**Estratto della pagina:**
|---|
Un bilancio del governo Draghi

Quasi un anno fa - era il 3 febbraio, giorno della convocazione al Quirinale di Mario Draghi – su queste colonne ci chiedemmo che governo sarebbe stato quello affidato all’ex presidente delle BCE. Chi scrive ipotizzò 3 scenari:  un governo in balia delle isterie di una maggioranza rabberciata, un governo a tempo con l’unico obiettivo di implementare ed attuare piano vaccinale e PNRR, un governo di compromesso tecnico/politico che non avrebbe cambiato la natura autolesionista del Paese.

E’ giunto il momento in cui si può fare una valutazione dell’esperienza Draghi e dei suoi effetti sullo stato di salute dell’Italia.

Quello lasciato da Conte era un Paese stremato dal lockdown e dalle zone rosse, con un piano vaccinale indefinito clamorosamente rappresentato dai padiglioni primula, con un Piano Nazionale di Ripresa e Resilienza incompleto e confusionario.

E’ apparso subito chiaro che la missione di Draghi sarebbe stata evitare nuovi lockown, raggiungere nel più breve tempo possibile la sufficienza vaccinale e presentare alla Commissione Europea un PNRR coerente con gli obiettivi e chiaro nella sua applicazione. Questi 3 obiettivi sono stati raggiunti. Non abbiamo più dovuto subire chiusure, il tasso di somministrazione delle dosi vaccinali è rapidamente passato da valori del 65% a percentuali superiori al 90%, il PNRR è stato promosso dalla Commissione prima della scadenza del 30 aprile.

Sullo sfondo ci si chiedeva se Draghi sarebbe stato capace (o determinato) ad approfittare delle condizioni straordinarie in cui si trova il Paese per mettere in pratica le buone norme che, prima come governatore della Banca d’Italia e poi come presidente della Banca Centrale, aveva invocato.
|---|
**Estratto del dataset:**
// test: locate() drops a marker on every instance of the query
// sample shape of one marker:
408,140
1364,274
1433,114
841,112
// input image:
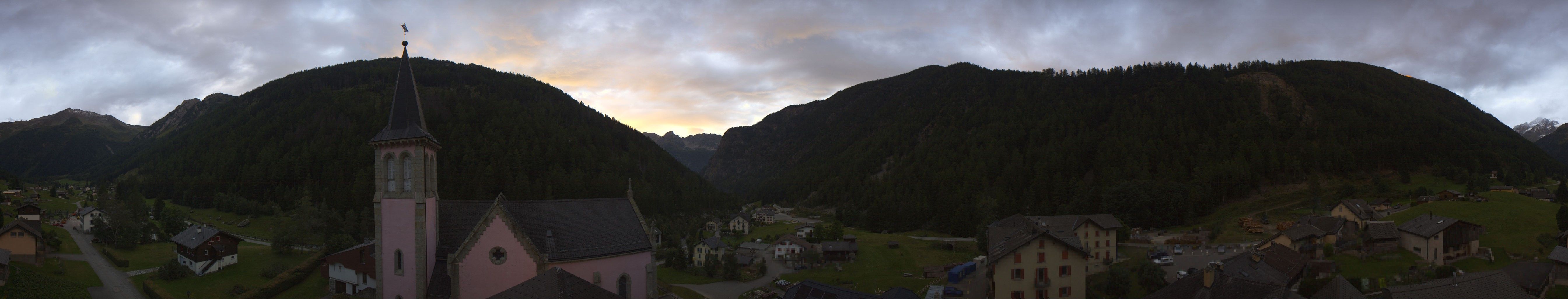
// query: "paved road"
731,288
949,240
117,286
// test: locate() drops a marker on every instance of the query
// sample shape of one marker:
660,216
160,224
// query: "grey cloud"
706,67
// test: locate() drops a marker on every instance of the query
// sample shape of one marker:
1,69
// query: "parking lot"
1197,257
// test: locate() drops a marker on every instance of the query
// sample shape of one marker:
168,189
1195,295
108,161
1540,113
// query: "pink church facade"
479,249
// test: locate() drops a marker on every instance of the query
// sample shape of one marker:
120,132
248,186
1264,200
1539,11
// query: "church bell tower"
407,202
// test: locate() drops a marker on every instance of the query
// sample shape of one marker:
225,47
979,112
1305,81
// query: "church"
493,248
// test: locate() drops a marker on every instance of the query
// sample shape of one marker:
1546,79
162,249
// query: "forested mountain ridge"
1158,144
692,150
1556,145
183,116
305,136
62,144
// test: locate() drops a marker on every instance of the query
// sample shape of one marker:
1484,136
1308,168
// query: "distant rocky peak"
1537,128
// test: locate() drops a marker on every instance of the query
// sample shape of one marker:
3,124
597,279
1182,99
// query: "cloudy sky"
705,67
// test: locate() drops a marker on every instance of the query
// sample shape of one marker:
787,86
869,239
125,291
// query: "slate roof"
1426,226
755,246
1224,287
1031,232
1475,286
714,243
1359,207
1340,288
818,290
582,229
1530,276
556,284
1559,254
195,235
408,117
836,246
1382,230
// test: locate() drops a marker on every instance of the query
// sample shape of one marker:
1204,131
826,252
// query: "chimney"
1208,278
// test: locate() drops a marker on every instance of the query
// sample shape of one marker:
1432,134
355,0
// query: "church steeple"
408,117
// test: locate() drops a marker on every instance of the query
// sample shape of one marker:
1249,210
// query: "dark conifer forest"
305,136
1158,144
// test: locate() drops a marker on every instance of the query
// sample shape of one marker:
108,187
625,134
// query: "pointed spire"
408,116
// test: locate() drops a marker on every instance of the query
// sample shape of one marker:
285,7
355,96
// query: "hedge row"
154,290
288,279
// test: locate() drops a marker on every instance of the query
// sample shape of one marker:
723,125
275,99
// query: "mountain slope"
62,144
1536,130
183,116
692,152
305,136
1159,145
1556,145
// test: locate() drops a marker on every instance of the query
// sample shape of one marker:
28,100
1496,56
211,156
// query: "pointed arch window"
391,175
623,286
408,174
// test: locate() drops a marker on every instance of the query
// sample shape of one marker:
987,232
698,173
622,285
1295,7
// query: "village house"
1312,234
352,271
1379,238
1450,194
709,251
839,251
789,248
1037,262
1440,240
5,267
1559,259
805,230
204,249
87,216
1264,274
1354,210
1473,286
1098,234
24,241
739,224
818,290
30,211
441,249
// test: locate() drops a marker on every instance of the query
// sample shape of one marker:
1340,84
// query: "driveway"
731,288
117,286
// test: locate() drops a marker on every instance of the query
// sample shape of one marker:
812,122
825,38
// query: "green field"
78,273
882,268
313,287
681,278
66,243
146,255
1376,267
261,227
1512,221
218,284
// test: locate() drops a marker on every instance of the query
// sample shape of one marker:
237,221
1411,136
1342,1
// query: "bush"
286,279
272,271
173,270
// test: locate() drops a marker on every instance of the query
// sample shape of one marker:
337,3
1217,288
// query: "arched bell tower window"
623,286
391,175
408,174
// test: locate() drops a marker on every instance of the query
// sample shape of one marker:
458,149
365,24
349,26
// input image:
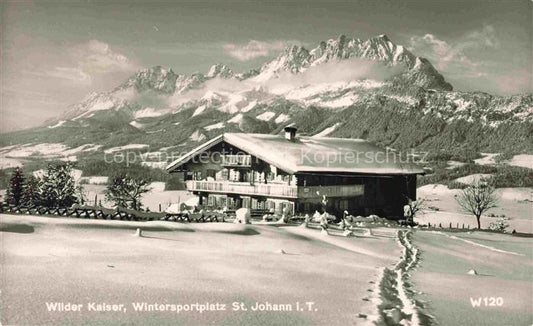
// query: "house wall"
383,195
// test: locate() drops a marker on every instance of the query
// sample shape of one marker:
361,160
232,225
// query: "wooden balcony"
274,190
237,160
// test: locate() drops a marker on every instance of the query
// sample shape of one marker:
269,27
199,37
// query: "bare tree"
477,199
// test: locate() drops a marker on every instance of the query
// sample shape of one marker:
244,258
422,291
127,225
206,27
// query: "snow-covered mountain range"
344,87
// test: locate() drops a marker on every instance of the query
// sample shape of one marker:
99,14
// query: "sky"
54,53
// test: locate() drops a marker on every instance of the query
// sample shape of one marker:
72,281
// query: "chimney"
290,133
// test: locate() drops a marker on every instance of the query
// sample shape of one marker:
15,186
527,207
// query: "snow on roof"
311,154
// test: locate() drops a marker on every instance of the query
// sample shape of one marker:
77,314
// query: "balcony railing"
237,160
274,190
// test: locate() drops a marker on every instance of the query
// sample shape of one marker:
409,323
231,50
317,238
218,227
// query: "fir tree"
57,188
31,196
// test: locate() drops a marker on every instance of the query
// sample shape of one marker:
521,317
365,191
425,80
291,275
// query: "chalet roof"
311,154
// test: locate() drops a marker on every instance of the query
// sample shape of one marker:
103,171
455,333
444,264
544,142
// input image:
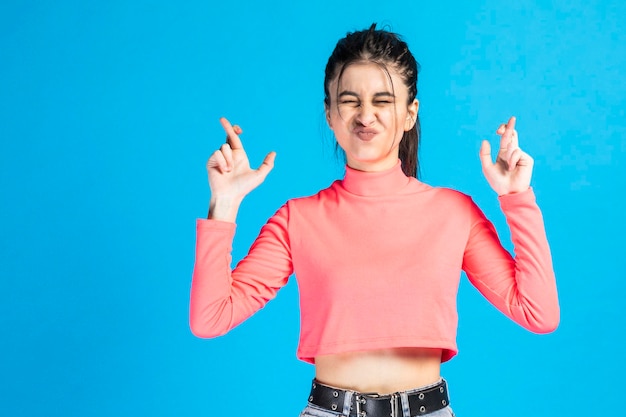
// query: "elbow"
203,331
208,324
547,324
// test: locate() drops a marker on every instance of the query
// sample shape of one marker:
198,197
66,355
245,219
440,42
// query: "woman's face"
368,115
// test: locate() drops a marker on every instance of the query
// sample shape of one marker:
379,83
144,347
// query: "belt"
421,402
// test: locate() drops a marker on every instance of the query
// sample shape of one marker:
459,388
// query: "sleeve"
524,287
222,298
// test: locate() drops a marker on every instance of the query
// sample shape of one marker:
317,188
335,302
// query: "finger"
508,138
227,152
520,158
267,165
514,158
485,154
231,136
217,161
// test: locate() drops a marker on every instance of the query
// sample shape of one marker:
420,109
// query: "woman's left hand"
513,168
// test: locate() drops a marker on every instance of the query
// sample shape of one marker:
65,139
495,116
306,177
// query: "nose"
366,115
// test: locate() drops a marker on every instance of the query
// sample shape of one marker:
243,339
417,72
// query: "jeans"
314,411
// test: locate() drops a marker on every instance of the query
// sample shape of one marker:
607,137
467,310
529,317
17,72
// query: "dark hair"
386,49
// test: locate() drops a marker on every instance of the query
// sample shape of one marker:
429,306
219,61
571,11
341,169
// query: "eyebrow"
376,95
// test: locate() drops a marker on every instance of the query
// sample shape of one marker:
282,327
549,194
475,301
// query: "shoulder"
440,195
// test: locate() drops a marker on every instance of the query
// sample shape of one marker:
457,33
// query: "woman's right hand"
230,175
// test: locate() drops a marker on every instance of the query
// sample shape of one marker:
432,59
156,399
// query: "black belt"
421,402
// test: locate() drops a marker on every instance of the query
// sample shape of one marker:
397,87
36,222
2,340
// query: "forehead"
369,76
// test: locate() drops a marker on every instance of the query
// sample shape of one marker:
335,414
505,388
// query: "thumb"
485,154
267,165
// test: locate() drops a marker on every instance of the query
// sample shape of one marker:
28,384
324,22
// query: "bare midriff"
380,371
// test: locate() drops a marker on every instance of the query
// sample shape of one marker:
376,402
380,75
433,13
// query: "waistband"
357,404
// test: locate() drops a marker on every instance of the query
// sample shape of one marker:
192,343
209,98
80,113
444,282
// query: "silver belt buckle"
360,399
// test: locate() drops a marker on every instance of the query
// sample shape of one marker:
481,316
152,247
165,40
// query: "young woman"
377,255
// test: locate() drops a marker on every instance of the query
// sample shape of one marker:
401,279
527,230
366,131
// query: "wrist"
224,208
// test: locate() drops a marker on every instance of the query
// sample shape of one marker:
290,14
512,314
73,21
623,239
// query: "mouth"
365,133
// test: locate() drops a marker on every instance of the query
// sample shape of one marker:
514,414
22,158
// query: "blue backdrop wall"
109,110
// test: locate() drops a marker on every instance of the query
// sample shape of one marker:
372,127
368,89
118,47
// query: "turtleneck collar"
371,184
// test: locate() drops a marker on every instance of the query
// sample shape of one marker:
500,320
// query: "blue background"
109,110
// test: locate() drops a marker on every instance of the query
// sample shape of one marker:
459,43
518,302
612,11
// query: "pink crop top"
377,258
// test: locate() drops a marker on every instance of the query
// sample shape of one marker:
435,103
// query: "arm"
219,300
222,298
524,287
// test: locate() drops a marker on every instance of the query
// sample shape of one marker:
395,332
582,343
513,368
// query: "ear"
411,116
327,112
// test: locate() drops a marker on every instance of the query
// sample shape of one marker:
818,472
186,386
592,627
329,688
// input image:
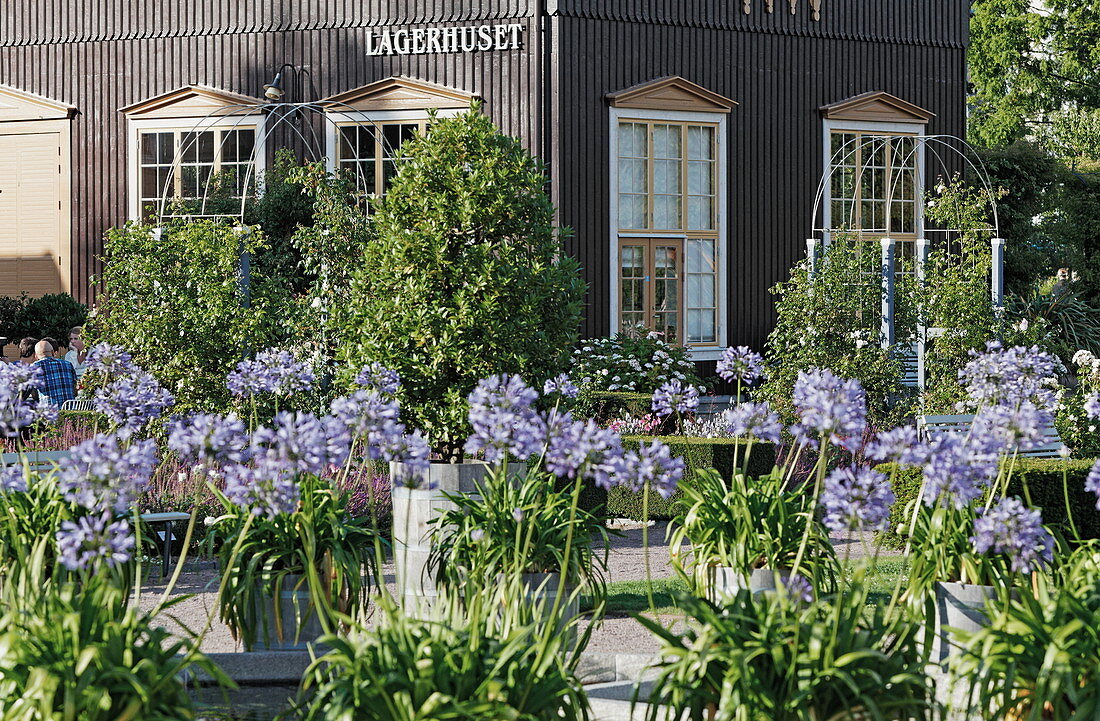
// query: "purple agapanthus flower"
268,487
740,363
1011,375
81,545
674,396
1012,530
102,472
209,439
130,402
755,419
655,467
831,406
1092,482
378,378
901,445
112,361
17,410
957,471
272,371
856,498
561,385
505,423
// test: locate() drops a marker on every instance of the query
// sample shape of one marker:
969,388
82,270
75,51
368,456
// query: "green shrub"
1044,480
465,279
52,315
697,454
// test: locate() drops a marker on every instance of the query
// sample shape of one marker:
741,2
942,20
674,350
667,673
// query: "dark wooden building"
685,139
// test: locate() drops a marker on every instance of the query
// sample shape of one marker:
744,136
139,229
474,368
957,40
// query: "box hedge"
1044,479
697,454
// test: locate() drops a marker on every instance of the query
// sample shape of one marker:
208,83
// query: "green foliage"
746,523
829,318
52,315
767,657
175,303
465,277
319,548
724,455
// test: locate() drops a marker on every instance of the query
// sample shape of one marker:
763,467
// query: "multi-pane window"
873,187
176,165
668,183
366,152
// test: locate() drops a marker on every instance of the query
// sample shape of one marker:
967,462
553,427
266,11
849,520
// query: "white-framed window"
173,160
668,226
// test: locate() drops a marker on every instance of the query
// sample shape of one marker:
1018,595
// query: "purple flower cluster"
|---|
**Attività:**
Prosegui l'articolo sul bilancio del governo Draghi, cominciando subito dopo l'ultima frase riportata.

**Soluzione proposta:**
Cosa è stato fatto

In particolare ci si chiedeva se Draghi con la sua autorevolezza sarebbe riuscito (o solo avesse tentato) ad “educare” la politica italiana alla razionalità e al debito “buono”. Nel discorso pronunciato al Senato prima del voto molti erano stati i passaggi che avevano generato fiducia: una inusuale attenzione alla scuola e ai giovani, la necessità di procedere con riforme organiche in materia di fisco e ammortizzatori sociali, finalmente una legge sulla concorrenza che mancava dal 2017. Ma fuori dall’aula del Senato questi propositi sono rimasti inattuati. La scuola è rimasta quella che era pre-covid e non è stato fatto niente neanche sotto il profilo logistico, tanto è vero che l’ombra della DAD resta uno scenario possibile nel caso di recrudescenza della pandemia.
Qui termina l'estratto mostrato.